>> START
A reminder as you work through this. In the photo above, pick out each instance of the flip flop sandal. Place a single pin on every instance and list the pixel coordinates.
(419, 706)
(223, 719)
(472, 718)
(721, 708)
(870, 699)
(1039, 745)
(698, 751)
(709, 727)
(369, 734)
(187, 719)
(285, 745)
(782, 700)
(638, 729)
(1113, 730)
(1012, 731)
>> END
WHAT IS ASKED: Copy every item above word for word, keeping each line unchanged.

THE ANSWER:
A reminder as you work through this. In the photo above, pick out each instance of the flip flop sandal. Place a single pin on every instance and list the pixel coordinates.
(419, 706)
(223, 719)
(472, 718)
(721, 708)
(870, 699)
(1039, 745)
(698, 751)
(709, 727)
(369, 734)
(187, 719)
(285, 745)
(782, 700)
(638, 729)
(1113, 730)
(1012, 731)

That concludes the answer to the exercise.